- [SET TASK] Extract the whole listing as it stands. Do not include the pictures.
====== DATA ENTRIES ======
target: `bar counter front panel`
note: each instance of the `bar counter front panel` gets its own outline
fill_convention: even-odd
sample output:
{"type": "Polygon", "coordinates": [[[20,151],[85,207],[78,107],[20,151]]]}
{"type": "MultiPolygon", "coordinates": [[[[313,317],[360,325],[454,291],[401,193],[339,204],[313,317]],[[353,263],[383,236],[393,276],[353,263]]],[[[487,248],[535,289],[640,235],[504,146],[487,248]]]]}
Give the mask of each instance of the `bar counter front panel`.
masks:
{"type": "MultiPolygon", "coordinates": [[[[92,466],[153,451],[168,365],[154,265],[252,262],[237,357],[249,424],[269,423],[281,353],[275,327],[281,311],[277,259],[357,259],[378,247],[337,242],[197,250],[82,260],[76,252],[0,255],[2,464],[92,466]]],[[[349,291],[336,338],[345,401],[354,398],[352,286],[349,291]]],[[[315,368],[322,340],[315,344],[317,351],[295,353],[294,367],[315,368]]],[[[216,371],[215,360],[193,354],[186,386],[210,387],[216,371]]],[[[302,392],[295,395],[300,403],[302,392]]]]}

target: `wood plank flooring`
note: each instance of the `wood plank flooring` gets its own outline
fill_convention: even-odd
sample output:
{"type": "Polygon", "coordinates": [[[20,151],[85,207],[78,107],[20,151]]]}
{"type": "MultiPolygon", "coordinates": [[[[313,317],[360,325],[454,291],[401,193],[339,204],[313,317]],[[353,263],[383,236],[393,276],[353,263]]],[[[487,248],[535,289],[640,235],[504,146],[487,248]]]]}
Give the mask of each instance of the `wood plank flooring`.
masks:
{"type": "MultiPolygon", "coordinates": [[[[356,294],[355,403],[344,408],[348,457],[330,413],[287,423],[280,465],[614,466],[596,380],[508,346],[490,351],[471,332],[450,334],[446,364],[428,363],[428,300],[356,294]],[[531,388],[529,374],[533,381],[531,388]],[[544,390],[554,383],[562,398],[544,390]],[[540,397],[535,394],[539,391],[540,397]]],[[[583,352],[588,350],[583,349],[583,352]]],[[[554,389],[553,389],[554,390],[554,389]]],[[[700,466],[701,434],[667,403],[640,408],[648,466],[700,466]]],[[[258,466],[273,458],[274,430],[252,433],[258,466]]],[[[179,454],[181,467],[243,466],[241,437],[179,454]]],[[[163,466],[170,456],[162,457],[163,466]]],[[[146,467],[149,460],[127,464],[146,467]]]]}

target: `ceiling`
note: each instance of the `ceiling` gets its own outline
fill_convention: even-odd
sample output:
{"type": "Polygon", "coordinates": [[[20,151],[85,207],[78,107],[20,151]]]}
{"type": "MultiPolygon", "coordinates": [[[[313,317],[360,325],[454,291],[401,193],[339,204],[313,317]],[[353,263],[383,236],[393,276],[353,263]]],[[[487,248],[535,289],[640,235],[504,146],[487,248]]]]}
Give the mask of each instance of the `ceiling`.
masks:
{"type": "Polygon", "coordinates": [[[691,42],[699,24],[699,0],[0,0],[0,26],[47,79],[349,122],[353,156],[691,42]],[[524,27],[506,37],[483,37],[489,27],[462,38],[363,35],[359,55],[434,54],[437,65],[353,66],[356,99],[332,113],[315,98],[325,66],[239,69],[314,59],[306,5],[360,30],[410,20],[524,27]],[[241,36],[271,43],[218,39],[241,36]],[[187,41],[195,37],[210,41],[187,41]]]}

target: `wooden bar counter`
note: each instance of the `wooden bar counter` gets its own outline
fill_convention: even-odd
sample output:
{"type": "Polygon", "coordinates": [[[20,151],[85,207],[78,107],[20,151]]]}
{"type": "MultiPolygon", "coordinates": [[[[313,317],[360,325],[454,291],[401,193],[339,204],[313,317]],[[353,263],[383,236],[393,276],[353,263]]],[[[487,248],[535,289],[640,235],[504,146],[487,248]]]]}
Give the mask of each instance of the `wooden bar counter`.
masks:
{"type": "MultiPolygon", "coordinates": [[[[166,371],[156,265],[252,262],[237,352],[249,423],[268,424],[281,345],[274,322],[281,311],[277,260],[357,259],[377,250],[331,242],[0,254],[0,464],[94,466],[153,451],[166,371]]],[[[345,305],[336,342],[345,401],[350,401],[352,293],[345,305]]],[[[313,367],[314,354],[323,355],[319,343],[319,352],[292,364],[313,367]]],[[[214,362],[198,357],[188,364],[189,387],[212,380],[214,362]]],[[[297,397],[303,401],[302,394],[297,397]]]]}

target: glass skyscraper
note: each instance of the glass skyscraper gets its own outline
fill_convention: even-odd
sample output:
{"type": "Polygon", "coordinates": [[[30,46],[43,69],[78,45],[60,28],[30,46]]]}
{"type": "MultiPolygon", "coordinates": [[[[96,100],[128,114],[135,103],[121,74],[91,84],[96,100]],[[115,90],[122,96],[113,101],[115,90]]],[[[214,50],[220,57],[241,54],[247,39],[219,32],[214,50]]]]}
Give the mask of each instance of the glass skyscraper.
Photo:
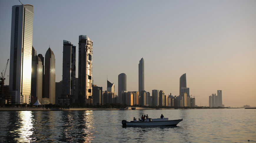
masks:
{"type": "Polygon", "coordinates": [[[139,92],[144,90],[144,59],[142,58],[139,64],[139,92]]]}
{"type": "Polygon", "coordinates": [[[45,53],[44,93],[44,98],[49,99],[50,104],[55,104],[55,56],[49,47],[45,53]]]}
{"type": "Polygon", "coordinates": [[[93,42],[87,35],[79,36],[79,39],[78,101],[80,103],[91,104],[93,42]]]}
{"type": "Polygon", "coordinates": [[[12,6],[9,90],[17,104],[31,101],[33,14],[32,5],[12,6]]]}

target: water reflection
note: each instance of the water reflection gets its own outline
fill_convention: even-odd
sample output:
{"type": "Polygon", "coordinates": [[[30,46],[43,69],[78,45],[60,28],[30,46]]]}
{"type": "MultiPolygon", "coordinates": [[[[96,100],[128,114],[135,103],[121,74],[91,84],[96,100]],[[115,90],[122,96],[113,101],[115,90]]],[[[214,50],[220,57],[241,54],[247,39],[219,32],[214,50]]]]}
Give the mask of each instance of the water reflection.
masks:
{"type": "Polygon", "coordinates": [[[19,135],[18,137],[14,139],[17,142],[30,142],[35,140],[35,138],[30,137],[33,132],[32,131],[33,116],[31,112],[31,111],[23,111],[18,114],[18,120],[19,122],[17,123],[18,124],[17,125],[20,127],[13,131],[19,135]]]}

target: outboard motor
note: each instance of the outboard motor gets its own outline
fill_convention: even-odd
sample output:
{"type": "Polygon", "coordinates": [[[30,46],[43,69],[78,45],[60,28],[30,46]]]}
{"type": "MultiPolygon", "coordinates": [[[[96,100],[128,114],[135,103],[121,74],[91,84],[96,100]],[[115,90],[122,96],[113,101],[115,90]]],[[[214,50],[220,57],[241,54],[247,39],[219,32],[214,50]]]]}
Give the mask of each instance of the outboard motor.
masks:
======
- [RESULT OF THIS TASK]
target: `bar counter front panel`
note: each instance of the `bar counter front panel` gets its own outline
fill_convention: even-odd
sample output:
{"type": "Polygon", "coordinates": [[[20,151],[85,207],[78,107],[20,151]]]}
{"type": "MultiPolygon", "coordinates": [[[[313,317],[360,325],[454,291],[401,193],[339,204],[313,317]],[[353,263],[383,236],[393,276],[353,263]]],[[[487,248],[535,289],[640,235],[504,146],[487,248]]]]}
Give the mask of each instance of the `bar counter front panel`.
masks:
{"type": "MultiPolygon", "coordinates": [[[[92,466],[153,451],[168,365],[154,265],[252,262],[237,357],[249,424],[269,423],[281,353],[275,327],[281,311],[277,259],[357,259],[378,247],[337,242],[197,250],[82,260],[76,252],[0,255],[2,464],[92,466]]],[[[349,291],[336,338],[345,401],[354,398],[352,286],[349,291]]],[[[315,368],[322,340],[315,344],[317,351],[295,353],[294,367],[315,368]]],[[[216,371],[215,360],[193,354],[186,386],[210,387],[216,371]]],[[[302,392],[295,395],[300,403],[302,392]]]]}

target: `wood plank flooring`
note: each instance of the `wood plank flooring` gets its own outline
fill_convention: even-odd
sample output:
{"type": "Polygon", "coordinates": [[[20,151],[85,207],[78,107],[20,151]]]}
{"type": "MultiPolygon", "coordinates": [[[[313,317],[360,325],[454,291],[401,193],[339,204],[313,317]],[[353,263],[383,236],[393,276],[353,263]]],[[[487,248],[535,289],[640,235],[504,146],[487,248]]]]}
Give the mask of each instance of the `wood plank flooring`.
masks:
{"type": "MultiPolygon", "coordinates": [[[[356,294],[355,403],[344,408],[348,457],[330,413],[287,423],[280,465],[614,466],[596,380],[508,346],[490,351],[471,332],[450,334],[446,364],[428,363],[428,300],[356,294]],[[531,388],[529,374],[533,381],[531,388]],[[544,390],[554,383],[562,398],[544,390]],[[540,397],[535,394],[539,391],[540,397]]],[[[583,352],[588,350],[583,349],[583,352]]],[[[554,389],[553,389],[554,390],[554,389]]],[[[700,466],[701,434],[667,403],[640,408],[648,466],[700,466]]],[[[258,466],[273,458],[274,430],[252,433],[258,466]]],[[[179,454],[181,467],[243,466],[241,437],[179,454]]],[[[163,466],[170,456],[162,457],[163,466]]],[[[146,467],[149,460],[127,464],[146,467]]]]}

target: `ceiling`
note: each instance of the `ceiling` gets its own outline
fill_convention: even-odd
sample output:
{"type": "Polygon", "coordinates": [[[20,151],[85,207],[78,107],[20,151]]]}
{"type": "MultiPolygon", "coordinates": [[[[313,317],[360,325],[454,291],[401,193],[339,204],[313,317]],[[353,263],[383,236],[393,276],[353,263]]],[[[487,248],[535,289],[640,235],[504,146],[487,248]]]]}
Give the mask of each instance of the `ceiling`.
masks:
{"type": "Polygon", "coordinates": [[[691,42],[699,24],[699,0],[0,0],[0,26],[47,79],[349,122],[353,156],[691,42]],[[524,27],[506,37],[483,37],[489,27],[462,38],[363,35],[359,55],[434,54],[437,65],[353,66],[356,99],[332,113],[315,98],[325,66],[239,69],[314,59],[306,5],[360,30],[410,20],[524,27]],[[241,36],[271,43],[218,39],[241,36]],[[187,41],[195,37],[210,41],[187,41]]]}

target: `wooden bar counter`
note: each instance of the `wooden bar counter` gets its own outline
fill_convention: even-odd
sample output:
{"type": "Polygon", "coordinates": [[[20,151],[85,207],[78,107],[20,151]]]}
{"type": "MultiPolygon", "coordinates": [[[[313,317],[360,325],[454,291],[401,193],[339,204],[313,317]],[[353,263],[383,236],[393,276],[353,263]]],[[[487,248],[535,289],[640,235],[504,146],[487,248]]]]}
Give the mask of each instance of the `wooden bar counter`.
masks:
{"type": "MultiPolygon", "coordinates": [[[[166,371],[156,265],[252,262],[237,352],[249,423],[268,424],[281,345],[274,322],[281,311],[277,260],[357,259],[377,250],[331,242],[0,254],[0,464],[94,466],[153,451],[166,371]]],[[[345,305],[336,342],[345,401],[350,401],[352,293],[345,305]]],[[[313,367],[314,354],[323,355],[319,343],[319,352],[292,364],[313,367]]],[[[214,362],[198,357],[188,364],[189,387],[212,380],[214,362]]],[[[297,397],[303,401],[302,394],[297,397]]]]}

target: glass skyscraper
note: each instance of the glass skyscraper gets its own outline
fill_convention: even-odd
sample output:
{"type": "Polygon", "coordinates": [[[30,46],[43,69],[78,45],[60,28],[30,46]]]}
{"type": "MultiPolygon", "coordinates": [[[[96,100],[128,114],[135,103],[121,74],[91,84],[96,100]],[[115,90],[122,96],[113,101],[115,90]]],[[[214,50],[220,57],[241,54],[247,39],[219,32],[214,50]]]]}
Give the mask of each instance of the glass skyscraper.
Photo:
masks:
{"type": "Polygon", "coordinates": [[[139,92],[144,90],[144,59],[142,58],[139,64],[139,92]]]}
{"type": "Polygon", "coordinates": [[[45,53],[44,93],[44,98],[49,99],[50,104],[55,104],[55,56],[49,47],[45,53]]]}
{"type": "Polygon", "coordinates": [[[93,42],[87,35],[79,36],[79,39],[78,101],[80,103],[91,104],[93,42]]]}
{"type": "Polygon", "coordinates": [[[12,6],[9,90],[17,104],[31,101],[33,14],[32,5],[12,6]]]}

target: water reflection
note: each instance of the water reflection gets its own outline
fill_convention: even-odd
sample output:
{"type": "Polygon", "coordinates": [[[30,46],[43,69],[78,45],[60,28],[30,46]]]}
{"type": "MultiPolygon", "coordinates": [[[[96,100],[128,114],[135,103],[121,74],[91,84],[96,100]],[[115,90],[122,96],[113,101],[115,90]]],[[[214,50],[220,57],[241,54],[247,39],[219,32],[214,50]]]]}
Give the mask of each instance of the water reflection.
masks:
{"type": "Polygon", "coordinates": [[[19,135],[18,137],[14,139],[17,142],[30,142],[35,140],[35,138],[30,137],[33,132],[32,131],[33,116],[31,112],[31,111],[23,111],[18,114],[18,120],[19,122],[17,123],[18,124],[17,125],[20,127],[13,131],[19,135]]]}

target: outboard motor
note: each instance of the outboard motor gets its own outline
fill_convention: even-odd
sample output:
{"type": "Polygon", "coordinates": [[[30,46],[43,69],[78,45],[60,28],[30,46]]]}
{"type": "MultiPolygon", "coordinates": [[[[96,100],[128,114],[135,103],[121,74],[91,84],[96,100]],[[115,90],[122,96],[113,101],[115,90]]],[[[214,50],[220,57],[241,54],[247,39],[219,32],[214,50]]]]}
Give the mask of each instance of the outboard motor.
masks:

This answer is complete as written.